* Information shown *
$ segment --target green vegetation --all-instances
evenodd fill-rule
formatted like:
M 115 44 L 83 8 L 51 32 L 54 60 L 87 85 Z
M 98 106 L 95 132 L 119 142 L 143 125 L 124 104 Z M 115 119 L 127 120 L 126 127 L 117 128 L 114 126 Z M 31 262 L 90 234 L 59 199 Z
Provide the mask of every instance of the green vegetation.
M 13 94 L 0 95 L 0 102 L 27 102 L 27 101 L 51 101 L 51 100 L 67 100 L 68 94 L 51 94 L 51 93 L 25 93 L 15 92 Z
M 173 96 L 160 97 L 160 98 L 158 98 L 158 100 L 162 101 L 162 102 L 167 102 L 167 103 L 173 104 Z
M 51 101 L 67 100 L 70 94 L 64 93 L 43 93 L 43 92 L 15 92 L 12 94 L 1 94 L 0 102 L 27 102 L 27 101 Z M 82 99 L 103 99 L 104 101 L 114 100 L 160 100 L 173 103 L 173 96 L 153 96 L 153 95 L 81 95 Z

* Goal of the exercise *
Retype exactly the lines from the start of the entries through the one with "M 98 106 L 95"; include both ends.

* Written solution *
$ segment --target green vegetation --all-instances
evenodd fill-rule
formatted like:
M 115 44 L 83 8 L 51 32 L 54 60 L 87 85 Z
M 98 106 L 95 132 L 119 142 L 143 125 L 124 104 Z M 115 119 L 127 120 L 126 127 L 117 128 L 114 126 Z M 31 262 L 90 234 L 59 199 Z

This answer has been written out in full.